++++ EXTRACTED TEXT
The myth of the falling sky
It was one of the bitterest, longest-running political standoffs in recent memory. On one side, business interests and immigrant advocates argued that we needed foreigners to do dirty, low-paying jobs native-born U.S. workers didn’t want to do. But much of the general public was wary if not angrily opposed to the immigrants, skeptical of these economic arguments and, more important, intensely frightened of how the newcomers were likely to change American culture. Democrats and Republicans were divided on the issue, ensuring that both pro- and anti-immigrant camps consisted of strange-bedfellow coalitions. The stakes could hardly have seemed higher: the very makeup of America, after all. The debate raged inconclusively for years before culminating in landmark legislation. What period of U.S. history is this? It could be the 1920s, the 1950s, the early 1960s, the 1980s or the 1990s -- take your pick.
Talk about deja vu all over again -- the debate is being repeated today, almost verbatim. Once again the stakes could hardly be higher. Some 1.3 million immigrants, legal and illegal, are arriving each year. One in nine U.S. residents began life in another country; the total foreign-born population now exceeds 33 million -- more immigrants than people in all of Canada. And the nation is again gearing up for a momentous immigration debate, this one prompted by President Bush’s proposal for a guest-worker program. Once again those who believe the influx is good for the nation make an economic argument -- that we need these foreign workers to sustain the country’s prosperity -- while opponents worry about what their presence will mean for American culture.
The authors of four new books on immigration could hardly come at the subject from more different perspectives, ranging from the far right to the far left and spanning the gamut from rudimentary study to political tract to sophisticated historiography. Reading them together can be dizzying: Sometimes the multiple perspectives seem to help one catch a glimpse of the truth, sometimes the books contradict each other. Still, they add up to a telling, informative story with a number of striking parallels that can’t help but command attention today.
Immigration to America is as old as the nation itself. In 1790, when the first census was taken, 40% of the population was of non-English stock. Benjamin Franklin, among other founders, was concerned that some of the newcomers might be unassimilable. (He wrote with alarm about the “Palatine boors” -- Germans who could never hope to acquire an Anglo-Saxon “complexion” -- “swarming” into Pennsylvania in the 1750s.) But in fact, the nation made little attempt to control its borders for the first 100 years of its existence. The influx quickened in the 1840s and ‘50s: primarily Germans and Irish, most of them Catholic. They were met by a vicious backlash focused on their religion: riots, church-burnings and the nation’s first significant nativist organization, popularly tagged the Know Nothing party. These waves gradually subsided, but others soon followed, including Asians arriving on the West Coast. The percentage of foreign-born in the U.S. population remained more or less constant through the end of the 19th century -- 13% to 15%.
The turn of the 20th century brought a second great wave of immigrants. Between 1880 and 1920, about 23 million newcomers entered the country -- a number roughly equivalent to the total U.S. population in 1850. By then, most of the native-born had accepted that Germans and Irish could become American, but again the new immigrants -- southern and Eastern Europeans -- struck many people as just too foreign to assimilate. Already in the early 1880s, before the immigration station on Ellis Island opened, anti-immigrant sentiment in California led Congress to pass the first law restricting who and how many could enter: the 1882 Chinese Exclusion Act, which barred virtually all working-class immigration from China until 1943. Nativist hostility, scientific racism and fear of foreign subversion mounted steadily in the ensuing decades as more and more southern Europeans poured in -- and finally, in 1924, Congress slammed the door shut.
++++++++
++++ MATERIAL SUPPLIED
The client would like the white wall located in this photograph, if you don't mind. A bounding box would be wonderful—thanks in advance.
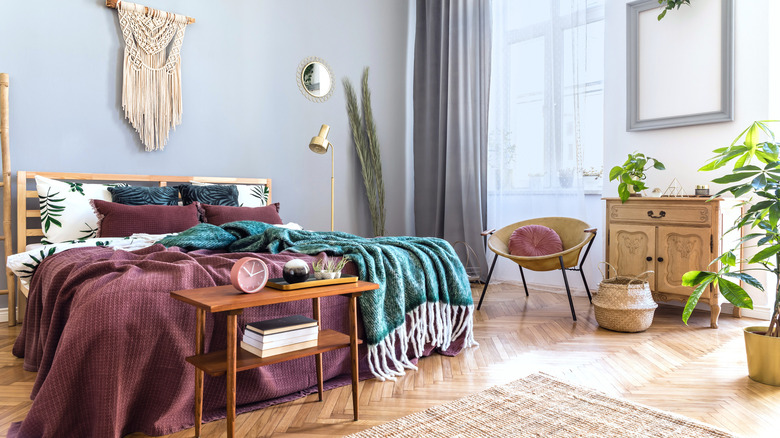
[602,0,780,314]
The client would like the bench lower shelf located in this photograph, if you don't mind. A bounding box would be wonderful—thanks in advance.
[186,330,363,376]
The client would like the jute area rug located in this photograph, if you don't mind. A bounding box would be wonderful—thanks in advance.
[349,373,736,438]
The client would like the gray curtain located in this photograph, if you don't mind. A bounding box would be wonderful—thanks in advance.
[413,0,491,278]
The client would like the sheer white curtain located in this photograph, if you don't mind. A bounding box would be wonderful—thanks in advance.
[487,0,604,286]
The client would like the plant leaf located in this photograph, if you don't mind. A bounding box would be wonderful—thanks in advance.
[712,170,760,184]
[718,278,753,309]
[723,272,764,292]
[748,243,780,263]
[683,280,712,325]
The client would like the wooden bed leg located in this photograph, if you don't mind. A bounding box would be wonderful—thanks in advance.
[311,298,324,401]
[195,308,206,438]
[349,295,358,421]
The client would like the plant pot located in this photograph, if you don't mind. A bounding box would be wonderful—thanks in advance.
[744,327,780,386]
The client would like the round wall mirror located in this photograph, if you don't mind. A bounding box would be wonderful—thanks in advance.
[298,57,334,102]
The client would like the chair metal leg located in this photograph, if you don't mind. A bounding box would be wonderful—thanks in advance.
[580,269,593,303]
[477,254,498,310]
[517,265,528,296]
[558,257,577,321]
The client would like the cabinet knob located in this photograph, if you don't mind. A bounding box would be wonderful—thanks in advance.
[647,210,666,219]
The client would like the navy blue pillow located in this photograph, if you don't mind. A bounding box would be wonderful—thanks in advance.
[178,184,238,207]
[108,186,179,205]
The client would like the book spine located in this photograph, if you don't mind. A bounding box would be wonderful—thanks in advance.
[244,331,319,349]
[244,325,319,341]
[241,340,317,357]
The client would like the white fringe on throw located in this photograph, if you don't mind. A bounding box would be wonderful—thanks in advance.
[368,302,479,381]
[117,1,187,151]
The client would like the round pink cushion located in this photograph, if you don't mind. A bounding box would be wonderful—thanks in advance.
[509,225,563,257]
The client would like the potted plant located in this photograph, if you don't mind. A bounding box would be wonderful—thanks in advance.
[658,0,691,21]
[682,121,780,386]
[312,256,349,280]
[609,152,666,202]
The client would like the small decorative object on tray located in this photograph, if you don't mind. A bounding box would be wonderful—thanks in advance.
[664,178,688,198]
[647,187,664,198]
[282,259,309,283]
[241,315,319,357]
[230,257,268,294]
[312,256,349,280]
[266,275,358,290]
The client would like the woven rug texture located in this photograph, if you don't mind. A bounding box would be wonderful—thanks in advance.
[349,373,736,438]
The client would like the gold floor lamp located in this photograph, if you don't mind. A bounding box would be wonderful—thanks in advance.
[309,125,335,231]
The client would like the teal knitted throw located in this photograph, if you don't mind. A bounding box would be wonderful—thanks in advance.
[159,221,476,378]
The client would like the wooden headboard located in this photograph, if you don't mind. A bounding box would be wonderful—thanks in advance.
[6,170,272,325]
[16,170,271,252]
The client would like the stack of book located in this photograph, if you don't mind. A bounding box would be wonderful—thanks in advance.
[241,315,319,357]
++++++++
**WORK TO COMPLETE**
1. Translate this sentence from the immigration essay into Spanish: "Immigration to America is as old as the nation itself."
2. Carry on the essay about U.S. immigration debates, picking up after its final sentence.

**EXERCISE ANSWERS**
1. La inmigración a Estados Unidos es tan antigua como la propia nación.

2.
Arguably one of the most radical pieces of legislation ever passed by Congress, the 1924 Immigration Act sharply restricted the annual influx to roughly one-sixth of what it had been just a few years earlier. More controversial still, the notoriously bigoted new law established a “national-origins” quota system designed explicitly to prevent further changes in the ethnic makeup of America. An “expert” commission was charged with determining the nation’s ethnic composition in 1920 -- the percentage descended from English settlers, from Germans and so forth -- and henceforth no country’s annual share could exceed that percentage. Not only was this scheme expressly intended to undercount the recent arrivals, but for the purpose of its calculations, the existing population was defined as whites only. In deference to Southwestern agricultural interests already in need of Mexican labor, there were no limits on migration from the Western Hemisphere. But beginning in 1929, the State Department administratively controlled the Mexican influx, adjudicating workers case by case and excluding anyone deemed “liable to become a public charge.” The Depression and World War II compounded the effects of these restrictions and the migrant flow shrank dramatically through the middle of the 20th century. Fewer immigrants came between 1930 and 1970 than had arrived in a single decade from 1900 to 1910 and the foreign-born share of the population shriveled to less than 5%.
Historians vary widely in their view of this period: Was brazen bigotry the exception or the rule for U.S. attitudes about immigration? Whatever the motives, can it be argued that the restrictive 1924 quotas ended up paying off, spurring the successful assimilation of the Ellis Island wave? These four authors disagree sharply. But for all the public’s fear and suspicion of immigrants, the nation could not stomach such a mingy, closed approach for long. In the late 1940s, domestic and international pressures were combining to push the door open again. The Truman administration defied public opinion to admit some half a million European war refugees. The Cold War-era McCarran-Walter Act renewed many of the restrictionist provisions of the 1924 law, but ruled importantly that Asians could no longer be barred from immigrating or naturalizing. Finally, in the 1960s, the civil rights movement blew the lid off the restrictionist regime put in place earlier in the century. The framers of the 1965 Immigration and Nationality Act had no idea just how dramatic a change they were introducing. But in the four decades since, the new law has combined with global forces -- jet-age transportation, modern communications and the international labor market -- to generate a vast new influx that rivals the Ellis Island wave in both size and perceived “foreignness,” sparking another round of the nation’s perennial immigration debate.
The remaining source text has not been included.